RECORDS TO PROCESS:
◆ ◆ ◆ ◆ ◆

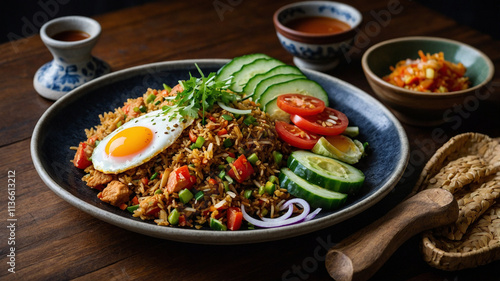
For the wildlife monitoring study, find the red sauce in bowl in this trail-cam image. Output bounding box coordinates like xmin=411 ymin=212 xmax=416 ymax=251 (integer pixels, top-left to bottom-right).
xmin=286 ymin=16 xmax=351 ymax=34
xmin=51 ymin=30 xmax=90 ymax=42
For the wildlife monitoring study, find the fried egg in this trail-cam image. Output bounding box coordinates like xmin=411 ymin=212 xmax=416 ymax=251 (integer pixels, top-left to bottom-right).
xmin=92 ymin=107 xmax=194 ymax=174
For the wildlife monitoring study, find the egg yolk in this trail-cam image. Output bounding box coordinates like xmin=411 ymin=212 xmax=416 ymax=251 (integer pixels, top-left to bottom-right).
xmin=105 ymin=126 xmax=153 ymax=157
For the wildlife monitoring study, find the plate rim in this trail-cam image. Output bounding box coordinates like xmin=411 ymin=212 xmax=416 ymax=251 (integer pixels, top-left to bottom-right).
xmin=30 ymin=59 xmax=409 ymax=245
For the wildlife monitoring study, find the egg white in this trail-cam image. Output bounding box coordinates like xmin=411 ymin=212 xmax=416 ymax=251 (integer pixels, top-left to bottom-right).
xmin=92 ymin=107 xmax=194 ymax=174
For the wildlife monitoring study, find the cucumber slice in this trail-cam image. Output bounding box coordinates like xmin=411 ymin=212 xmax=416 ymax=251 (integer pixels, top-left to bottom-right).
xmin=258 ymin=78 xmax=328 ymax=110
xmin=252 ymin=74 xmax=307 ymax=103
xmin=279 ymin=168 xmax=347 ymax=209
xmin=215 ymin=53 xmax=271 ymax=81
xmin=243 ymin=65 xmax=304 ymax=96
xmin=312 ymin=135 xmax=365 ymax=164
xmin=288 ymin=150 xmax=365 ymax=194
xmin=230 ymin=58 xmax=285 ymax=93
xmin=266 ymin=99 xmax=290 ymax=123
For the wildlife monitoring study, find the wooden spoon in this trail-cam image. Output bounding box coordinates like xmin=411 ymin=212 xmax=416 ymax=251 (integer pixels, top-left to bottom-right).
xmin=325 ymin=188 xmax=458 ymax=281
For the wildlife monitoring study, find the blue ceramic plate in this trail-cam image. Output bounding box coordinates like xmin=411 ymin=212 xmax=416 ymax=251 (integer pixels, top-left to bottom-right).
xmin=31 ymin=59 xmax=409 ymax=244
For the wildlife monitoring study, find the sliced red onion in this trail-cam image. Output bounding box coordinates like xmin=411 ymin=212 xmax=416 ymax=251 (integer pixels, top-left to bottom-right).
xmin=241 ymin=198 xmax=311 ymax=228
xmin=261 ymin=205 xmax=293 ymax=221
xmin=304 ymin=208 xmax=321 ymax=221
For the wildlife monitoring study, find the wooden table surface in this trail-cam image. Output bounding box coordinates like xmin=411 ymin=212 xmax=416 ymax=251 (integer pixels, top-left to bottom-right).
xmin=0 ymin=0 xmax=500 ymax=281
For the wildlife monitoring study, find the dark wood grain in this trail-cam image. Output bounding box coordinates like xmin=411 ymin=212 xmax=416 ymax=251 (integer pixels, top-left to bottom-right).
xmin=0 ymin=0 xmax=500 ymax=281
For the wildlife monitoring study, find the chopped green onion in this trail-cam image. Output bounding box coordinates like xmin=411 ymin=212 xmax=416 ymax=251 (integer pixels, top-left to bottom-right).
xmin=225 ymin=175 xmax=234 ymax=184
xmin=269 ymin=175 xmax=279 ymax=183
xmin=217 ymin=101 xmax=252 ymax=114
xmin=127 ymin=204 xmax=139 ymax=213
xmin=264 ymin=181 xmax=276 ymax=195
xmin=260 ymin=208 xmax=269 ymax=217
xmin=273 ymin=150 xmax=283 ymax=166
xmin=194 ymin=190 xmax=205 ymax=201
xmin=146 ymin=94 xmax=156 ymax=103
xmin=179 ymin=188 xmax=193 ymax=204
xmin=167 ymin=209 xmax=180 ymax=225
xmin=247 ymin=153 xmax=259 ymax=165
xmin=222 ymin=114 xmax=233 ymax=121
xmin=243 ymin=115 xmax=257 ymax=126
xmin=191 ymin=136 xmax=205 ymax=149
xmin=210 ymin=217 xmax=227 ymax=231
xmin=222 ymin=139 xmax=233 ymax=147
xmin=243 ymin=189 xmax=253 ymax=199
xmin=259 ymin=186 xmax=266 ymax=195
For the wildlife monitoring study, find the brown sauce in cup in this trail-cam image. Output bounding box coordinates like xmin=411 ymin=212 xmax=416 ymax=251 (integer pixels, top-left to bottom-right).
xmin=286 ymin=16 xmax=351 ymax=34
xmin=51 ymin=30 xmax=90 ymax=42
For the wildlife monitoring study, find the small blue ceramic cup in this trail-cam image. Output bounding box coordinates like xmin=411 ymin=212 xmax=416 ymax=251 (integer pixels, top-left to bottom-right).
xmin=33 ymin=16 xmax=110 ymax=100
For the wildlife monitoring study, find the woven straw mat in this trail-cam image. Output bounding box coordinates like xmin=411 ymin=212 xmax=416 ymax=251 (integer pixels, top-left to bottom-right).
xmin=414 ymin=133 xmax=500 ymax=270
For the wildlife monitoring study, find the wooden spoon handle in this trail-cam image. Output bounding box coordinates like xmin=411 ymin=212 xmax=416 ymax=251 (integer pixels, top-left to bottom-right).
xmin=325 ymin=188 xmax=458 ymax=281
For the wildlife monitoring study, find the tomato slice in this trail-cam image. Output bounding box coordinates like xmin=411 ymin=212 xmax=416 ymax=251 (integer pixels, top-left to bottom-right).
xmin=274 ymin=121 xmax=320 ymax=149
xmin=277 ymin=94 xmax=325 ymax=116
xmin=290 ymin=107 xmax=349 ymax=136
xmin=227 ymin=207 xmax=243 ymax=230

◆ ◆ ◆ ◆ ◆

WHAT IS REQUIRED: Reproduce all of the entries above word for word, omitting the pictures.

OUTPUT FOR THIS TASK:
For the wildlife monitoring study, find the red sauce in bowl in this trail-cam image. Output bounding box coordinates like xmin=411 ymin=212 xmax=416 ymax=251 (integer pixels, top-left to bottom-right).
xmin=286 ymin=16 xmax=351 ymax=34
xmin=51 ymin=30 xmax=90 ymax=42
For the wildlife monitoring study, find the fried egg in this trail-cam image. Output bounding box coordinates like xmin=411 ymin=212 xmax=416 ymax=251 (integer pixels, top-left to bottom-right).
xmin=92 ymin=107 xmax=194 ymax=174
For the wildlife monitoring study, find the egg yolk in this trail-cam image. Output bounding box coordinates like xmin=411 ymin=212 xmax=416 ymax=251 (integer pixels, top-left to bottom-right).
xmin=105 ymin=126 xmax=153 ymax=157
For the wildlife monitoring study, find the plate rim in this trail-cam image. Output bounding box coordinates like xmin=411 ymin=212 xmax=416 ymax=251 (integer pixels, top-left to bottom-right).
xmin=30 ymin=59 xmax=409 ymax=245
For the wildlife monitoring study, find the egg white in this trail-cam image. Output bounding box coordinates like xmin=411 ymin=212 xmax=416 ymax=251 (integer pixels, top-left to bottom-right).
xmin=92 ymin=107 xmax=194 ymax=174
For the wildlife monitoring study, find the cucumber slice in this trail-cam image. Output bounding box coordinates like xmin=411 ymin=212 xmax=416 ymax=251 (integer pixels, top-left to bottom-right).
xmin=258 ymin=78 xmax=328 ymax=110
xmin=252 ymin=74 xmax=307 ymax=103
xmin=279 ymin=168 xmax=347 ymax=209
xmin=215 ymin=53 xmax=271 ymax=81
xmin=243 ymin=65 xmax=304 ymax=96
xmin=312 ymin=135 xmax=365 ymax=164
xmin=288 ymin=150 xmax=365 ymax=194
xmin=230 ymin=58 xmax=285 ymax=93
xmin=266 ymin=99 xmax=290 ymax=123
For the wildlife monitoring study, find the wooden spoon in this trail-cam image. Output bounding box coordinates like xmin=411 ymin=212 xmax=416 ymax=251 (integer pixels, top-left to bottom-right).
xmin=325 ymin=188 xmax=458 ymax=281
For the wildlife monitoring study, find the blue ceramic plate in this trail-cam image. Output bounding box coordinates like xmin=411 ymin=212 xmax=416 ymax=251 (integer pixels, top-left to bottom-right).
xmin=31 ymin=59 xmax=409 ymax=244
For the wildlife monitoring study, find the sliced red onion in this trail-cam image. Output bounding box coordinates like xmin=411 ymin=212 xmax=416 ymax=251 (integer pixels, top-left to bottom-right).
xmin=241 ymin=198 xmax=311 ymax=228
xmin=261 ymin=205 xmax=293 ymax=221
xmin=304 ymin=208 xmax=321 ymax=221
For the wildlife monitoring study, find the wooden table surface in this trail-cam image. Output bounding box coordinates like xmin=411 ymin=212 xmax=416 ymax=251 (integer pixels, top-left to bottom-right).
xmin=0 ymin=0 xmax=500 ymax=281
For the wildlife monitoring study, find the dark wood grain in this trail-cam image. Output bounding box coordinates like xmin=411 ymin=212 xmax=416 ymax=251 (integer pixels, top-left to bottom-right).
xmin=0 ymin=0 xmax=500 ymax=281
For the wildlife monitoring study, find the chopped green onion in this trail-cam image. Output bounding box coordinates like xmin=411 ymin=212 xmax=416 ymax=251 (integer pixels, top-left to bottom-right).
xmin=225 ymin=175 xmax=234 ymax=184
xmin=269 ymin=175 xmax=279 ymax=183
xmin=217 ymin=101 xmax=252 ymax=114
xmin=127 ymin=204 xmax=139 ymax=213
xmin=264 ymin=181 xmax=276 ymax=195
xmin=260 ymin=208 xmax=269 ymax=217
xmin=273 ymin=150 xmax=283 ymax=166
xmin=194 ymin=190 xmax=205 ymax=201
xmin=146 ymin=94 xmax=156 ymax=103
xmin=179 ymin=188 xmax=193 ymax=204
xmin=167 ymin=209 xmax=180 ymax=225
xmin=247 ymin=153 xmax=259 ymax=165
xmin=222 ymin=114 xmax=233 ymax=121
xmin=243 ymin=115 xmax=257 ymax=126
xmin=191 ymin=136 xmax=205 ymax=149
xmin=210 ymin=217 xmax=227 ymax=231
xmin=222 ymin=139 xmax=233 ymax=147
xmin=243 ymin=189 xmax=253 ymax=199
xmin=259 ymin=186 xmax=266 ymax=195
For the wildlife monitoring study, find the brown sauce in cup in this trail-cam image. Output bounding box coordinates like xmin=411 ymin=212 xmax=416 ymax=251 (integer pixels, top-left to bottom-right).
xmin=286 ymin=16 xmax=351 ymax=34
xmin=51 ymin=30 xmax=90 ymax=42
For the wildlife monitoring study, find the small blue ceramic cup in this trail-cam image. Output bounding box coordinates like xmin=411 ymin=212 xmax=416 ymax=251 (integer pixels, top-left to bottom-right).
xmin=33 ymin=16 xmax=110 ymax=100
For the wildlife monitoring study, find the woven straw mat in this trail-cam image. Output bounding box coordinates like xmin=411 ymin=212 xmax=416 ymax=251 (integer pixels, top-left to bottom-right).
xmin=414 ymin=133 xmax=500 ymax=270
For the wildlife monitoring study, find the wooden spoon handle in this trail-cam image. Output bounding box coordinates like xmin=411 ymin=212 xmax=416 ymax=251 (integer pixels, top-left to bottom-right).
xmin=325 ymin=188 xmax=458 ymax=281
For the wildlife monitoring study, find the tomato slice in this trail-cam image. Output bounding box coordinates like xmin=411 ymin=212 xmax=416 ymax=251 (integer pixels, top-left to bottom-right).
xmin=274 ymin=121 xmax=320 ymax=149
xmin=277 ymin=94 xmax=325 ymax=116
xmin=290 ymin=107 xmax=349 ymax=136
xmin=227 ymin=207 xmax=243 ymax=230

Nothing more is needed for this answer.